-- BEGIN Selected text --
Jest EndI am still not entirely sure whether Sir Cameron Mackintosh comes out of the Jest End 2016 season positively or not. On balance, it appears he does, else this production wouldn’t have given nods, albeit mildly sardonic ones, to so many of his shows. The Phantom of the Opera, for instance, is reduced to a skateboard acting as a boat, in a sewer, presumably beneath the Paris Opera House. Lyrics to tunes from Lin-Manuel Miranda’s famed Hamilton, to open by the end of this year in Sir Cameron’s fairly newly acquired Victoria Palace Theatre, appear in both acts, the first in a number about ‘open casting’ not really being as open as it appears at face value, and the second in a self-explanatory number called ‘Any Chance To Ham It Up’.

Briefly, for anyone who happens to be wondering what on earth Jest End exactly is: it’s a no-holds-barred, tongue-in- cheek love letter to London theatre. Nothing is off limits, and every aspect of the theatrical experience is astutely observed in witty lyrics filled with narrative, to the tune of musical theatre productions enjoyed recently by London audiences. It’s not restricted to the West End blockbusters – an entire medley set to songs from In The Heights, whose initial sell-out London run was at Southwark Playhouse, is included, as is a send-up of Side Show, just about (at the time of writing) to finish its run in that same venue.

It helps, as it always would, to have seen at least some of the shows that are so affectionately lampooned, but this season’s offering came across to me as the most versatile and inclusive yet. Even someone who has never seen, for instance, the Regent’s Park Open Air Theatre production of Jesus Christ Superstar, or indeed any production of that show, would quickly understand the point being made about a certain lead giving a seemingly lacklustre performance.

If you’re a fan of Motown just buy a CD!” is one of the many punchlines in this tight and slick show, and, sure enough, a number broadly in the style of Motown the Musical is cut short abruptly, as it would be in that musical proper. I particularly enjoyed a number about the actress who gets to play the ‘alternate Christine Daaé’ at Her Majesty’s Theatre – with only two performances a week (and apparently sometimes just the one), there’s a whole world to be experienced in the copious amounts of spare time available.

It’s not just the on-stage action that is taken to task, however. Time and again the ever-increasing full box office prices for West End productions is raised as a concern. But even more than that is a running theme about the auditioning process. It’s enough to put off someone aspiring to tread the boards, or at least from doing so in the traditional way of forking out an exorbitant amount of money to attend a prestigious drama school. That said, there was some affection for Sarah Harding, ardently soldiering on in a tour of Ghost the Musical despite some severe criticisms of her performance in that production (including from yours truly).
-- END Selected text --
▸ **Directions**
[A] Rewrite the part of the Jest End review starting at "Jest EndI am" and ending at "Ham It Up’.", replacing "skateboard" with "scooter".
[B] Write the next part of the Jest End review, picking up after its final sentence.
-- BEGIN Material provided --
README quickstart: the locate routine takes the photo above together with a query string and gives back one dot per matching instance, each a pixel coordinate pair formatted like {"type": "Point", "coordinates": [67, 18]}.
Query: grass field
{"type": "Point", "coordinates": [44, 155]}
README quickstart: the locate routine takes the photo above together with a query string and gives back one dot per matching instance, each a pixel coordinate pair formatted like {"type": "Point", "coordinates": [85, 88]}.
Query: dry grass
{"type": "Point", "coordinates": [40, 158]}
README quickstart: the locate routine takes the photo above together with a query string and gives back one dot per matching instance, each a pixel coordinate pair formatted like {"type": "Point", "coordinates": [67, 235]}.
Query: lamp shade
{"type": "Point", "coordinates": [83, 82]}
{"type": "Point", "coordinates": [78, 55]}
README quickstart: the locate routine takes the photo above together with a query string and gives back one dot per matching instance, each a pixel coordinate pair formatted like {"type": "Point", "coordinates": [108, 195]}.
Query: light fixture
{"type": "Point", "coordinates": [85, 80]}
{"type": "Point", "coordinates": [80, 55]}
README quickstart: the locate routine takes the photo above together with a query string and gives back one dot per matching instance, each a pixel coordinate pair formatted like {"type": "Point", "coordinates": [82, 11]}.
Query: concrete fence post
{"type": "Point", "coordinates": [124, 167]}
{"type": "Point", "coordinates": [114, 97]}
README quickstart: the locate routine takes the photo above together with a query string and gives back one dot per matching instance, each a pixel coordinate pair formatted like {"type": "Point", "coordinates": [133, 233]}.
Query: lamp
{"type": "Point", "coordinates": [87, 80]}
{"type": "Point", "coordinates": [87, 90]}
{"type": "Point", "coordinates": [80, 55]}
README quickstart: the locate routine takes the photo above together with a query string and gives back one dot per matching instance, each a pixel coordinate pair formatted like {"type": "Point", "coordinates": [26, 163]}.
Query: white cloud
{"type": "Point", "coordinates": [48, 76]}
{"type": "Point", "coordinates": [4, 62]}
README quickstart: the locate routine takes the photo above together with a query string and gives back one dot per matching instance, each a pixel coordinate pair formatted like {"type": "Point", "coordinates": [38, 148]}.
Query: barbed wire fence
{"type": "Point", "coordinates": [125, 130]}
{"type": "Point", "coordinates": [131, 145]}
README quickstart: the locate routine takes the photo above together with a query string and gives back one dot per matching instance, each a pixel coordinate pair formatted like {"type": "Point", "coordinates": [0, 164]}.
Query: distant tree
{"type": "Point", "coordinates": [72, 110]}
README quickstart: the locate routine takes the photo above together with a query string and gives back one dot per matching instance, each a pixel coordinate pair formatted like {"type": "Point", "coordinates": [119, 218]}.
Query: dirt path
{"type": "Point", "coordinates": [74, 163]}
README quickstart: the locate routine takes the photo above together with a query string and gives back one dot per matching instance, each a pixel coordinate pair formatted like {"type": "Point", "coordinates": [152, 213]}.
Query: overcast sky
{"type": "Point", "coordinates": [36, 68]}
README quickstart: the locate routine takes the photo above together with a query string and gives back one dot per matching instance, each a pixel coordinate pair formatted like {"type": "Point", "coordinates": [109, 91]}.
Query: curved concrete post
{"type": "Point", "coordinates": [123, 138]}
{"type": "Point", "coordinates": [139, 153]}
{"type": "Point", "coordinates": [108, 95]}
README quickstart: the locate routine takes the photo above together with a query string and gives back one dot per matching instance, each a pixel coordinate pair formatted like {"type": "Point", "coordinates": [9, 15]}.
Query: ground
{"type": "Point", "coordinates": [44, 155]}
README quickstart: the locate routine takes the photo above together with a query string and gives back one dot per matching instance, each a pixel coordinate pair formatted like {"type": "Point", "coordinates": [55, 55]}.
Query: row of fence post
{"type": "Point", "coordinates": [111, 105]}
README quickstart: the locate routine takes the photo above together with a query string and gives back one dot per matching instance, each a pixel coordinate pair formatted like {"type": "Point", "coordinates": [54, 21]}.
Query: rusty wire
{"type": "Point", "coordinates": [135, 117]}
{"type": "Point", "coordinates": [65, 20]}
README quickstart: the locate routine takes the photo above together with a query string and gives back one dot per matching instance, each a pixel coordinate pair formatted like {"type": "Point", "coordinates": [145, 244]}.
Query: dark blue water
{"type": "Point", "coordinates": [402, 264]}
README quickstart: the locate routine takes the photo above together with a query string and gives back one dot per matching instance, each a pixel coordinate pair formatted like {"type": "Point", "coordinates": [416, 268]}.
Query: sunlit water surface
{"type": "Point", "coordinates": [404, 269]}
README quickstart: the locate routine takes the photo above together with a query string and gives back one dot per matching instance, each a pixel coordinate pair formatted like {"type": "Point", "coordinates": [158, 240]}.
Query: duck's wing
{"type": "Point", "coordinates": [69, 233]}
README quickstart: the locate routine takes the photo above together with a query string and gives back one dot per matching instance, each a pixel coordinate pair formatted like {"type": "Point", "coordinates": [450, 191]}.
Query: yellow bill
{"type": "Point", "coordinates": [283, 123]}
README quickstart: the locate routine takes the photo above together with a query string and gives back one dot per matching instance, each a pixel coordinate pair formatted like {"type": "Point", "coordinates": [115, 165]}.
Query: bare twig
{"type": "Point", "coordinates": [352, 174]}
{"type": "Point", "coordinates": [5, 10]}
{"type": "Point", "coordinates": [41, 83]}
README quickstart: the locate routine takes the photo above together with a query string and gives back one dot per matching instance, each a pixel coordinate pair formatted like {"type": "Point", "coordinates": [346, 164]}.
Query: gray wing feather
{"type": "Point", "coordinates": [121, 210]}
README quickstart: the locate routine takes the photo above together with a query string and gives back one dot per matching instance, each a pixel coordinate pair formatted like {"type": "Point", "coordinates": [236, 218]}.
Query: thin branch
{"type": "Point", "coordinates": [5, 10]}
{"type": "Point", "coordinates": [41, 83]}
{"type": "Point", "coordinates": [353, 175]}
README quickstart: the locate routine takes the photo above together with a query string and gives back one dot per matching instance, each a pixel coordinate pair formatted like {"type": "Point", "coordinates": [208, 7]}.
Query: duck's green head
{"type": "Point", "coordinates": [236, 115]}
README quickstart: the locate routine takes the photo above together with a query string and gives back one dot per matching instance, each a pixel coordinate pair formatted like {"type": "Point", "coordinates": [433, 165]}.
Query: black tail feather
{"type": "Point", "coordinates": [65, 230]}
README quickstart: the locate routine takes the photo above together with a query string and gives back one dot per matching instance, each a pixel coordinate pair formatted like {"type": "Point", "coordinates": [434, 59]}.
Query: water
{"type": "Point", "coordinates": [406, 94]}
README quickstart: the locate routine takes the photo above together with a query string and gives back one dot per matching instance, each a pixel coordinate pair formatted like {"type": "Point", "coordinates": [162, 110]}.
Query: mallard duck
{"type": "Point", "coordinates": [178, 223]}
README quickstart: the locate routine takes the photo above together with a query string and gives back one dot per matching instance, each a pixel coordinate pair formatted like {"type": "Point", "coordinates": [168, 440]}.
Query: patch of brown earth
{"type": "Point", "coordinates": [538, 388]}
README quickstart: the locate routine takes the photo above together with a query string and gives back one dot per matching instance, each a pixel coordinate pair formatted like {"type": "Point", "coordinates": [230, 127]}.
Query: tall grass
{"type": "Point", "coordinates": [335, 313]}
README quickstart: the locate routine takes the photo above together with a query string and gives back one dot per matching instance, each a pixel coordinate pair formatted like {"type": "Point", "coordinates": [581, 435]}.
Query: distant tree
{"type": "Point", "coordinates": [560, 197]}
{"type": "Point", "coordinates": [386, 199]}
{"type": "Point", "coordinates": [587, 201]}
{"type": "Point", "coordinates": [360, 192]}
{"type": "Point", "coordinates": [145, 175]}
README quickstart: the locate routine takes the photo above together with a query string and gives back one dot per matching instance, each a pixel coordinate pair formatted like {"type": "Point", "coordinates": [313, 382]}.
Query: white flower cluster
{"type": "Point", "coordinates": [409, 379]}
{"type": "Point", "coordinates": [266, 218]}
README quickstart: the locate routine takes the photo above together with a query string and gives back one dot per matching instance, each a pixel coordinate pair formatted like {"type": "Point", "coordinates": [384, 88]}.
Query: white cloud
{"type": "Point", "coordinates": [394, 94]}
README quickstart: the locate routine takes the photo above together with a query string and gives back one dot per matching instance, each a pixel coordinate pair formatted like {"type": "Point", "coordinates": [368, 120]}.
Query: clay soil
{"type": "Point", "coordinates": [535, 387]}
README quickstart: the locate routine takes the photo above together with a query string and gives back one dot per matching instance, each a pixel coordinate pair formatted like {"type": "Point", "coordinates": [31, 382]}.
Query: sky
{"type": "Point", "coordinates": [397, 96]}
-- END Material provided --
▸ **Responses by task**
[A]
Jest EndI am still not entirely sure whether Sir Cameron Mackintosh comes out of the Jest End 2016 season positively or not. On balance, it appears he does, else this production wouldn’t have given nods, albeit mildly sardonic ones, to so many of his shows. The Phantom of the Opera, for instance, is reduced to a scooter acting as a boat, in a sewer, presumably beneath the Paris Opera House. Lyrics to tunes from Lin-Manuel Miranda’s famed Hamilton, to open by the end of this year in Sir Cameron’s fairly newly acquired Victoria Palace Theatre, appear in both acts, the first in a number about ‘open casting’ not really being as open as it appears at face value, and the second in a self-explanatory number called ‘Any Chance To Ham It Up’.

[B]
Are there too many jukebox musicals? Should there be more parts for older actors and actresses in musical theatre? Is Gary Barlow really the sort of composer to write a score to ensure a West End hit, or are there ‘A Million Reasons To Hate This’ (‘this’ being The Girls)? Meaningful responses to these and the many other questions this show raises would probably justify another show in itself.

No expense seems to have been spared on costumes, as the show flits from Matilda The Musical to School of Rock The Musical to Jersey Boys The Musical seamlessly. A mash-up of the reworked Half A Sixpence and Mary Poppins impressed me – a reworking of reworkings, as it were – deliberately eschewing the obscenely tricky choreography in both shows, to great effect. The alternative lyrics had me in cahoots. There are no weak links in the cast whatsoever, though Adam Bailey stood out for me, once for a number called ‘I Am Barrowman’, to the tune of ‘I Am What I Am’ from La Cage Aux Folles, and later in a revised ‘Stars’ from Les Miserables.

Short and bittersweet, this laugh-out-loud show is to be enjoyed whether you love musicals or would rather be at a sporting fixture than a theatre, whether you’ve seen all of the shows referenced or none at all. I have seldom laughed so much during a single show – Jest End is highly hilarious, incredibly topical and remarkably up-to-date (even that post-show address from the lead actor in Hamilton to Governor Mike Pence is parodied). An absolute triumph. I cannot recommend it enough.

5 Star Rating

Review by Chris Omaweng

The hit comedy musical show exploring and ‘exposing’ the hits, flops and gossip of Theatreland, returns to Waterloo East Theatre after its sell-out season in 2015. Labeled as London’s answer to Forbidden Broadway, Jest End has been going from strength to strength since the birth of the show at Jermyn Street Theatre 2007. 

Garry Lake in association with Waterloo East Theatre present Jest End – By Garry Lake.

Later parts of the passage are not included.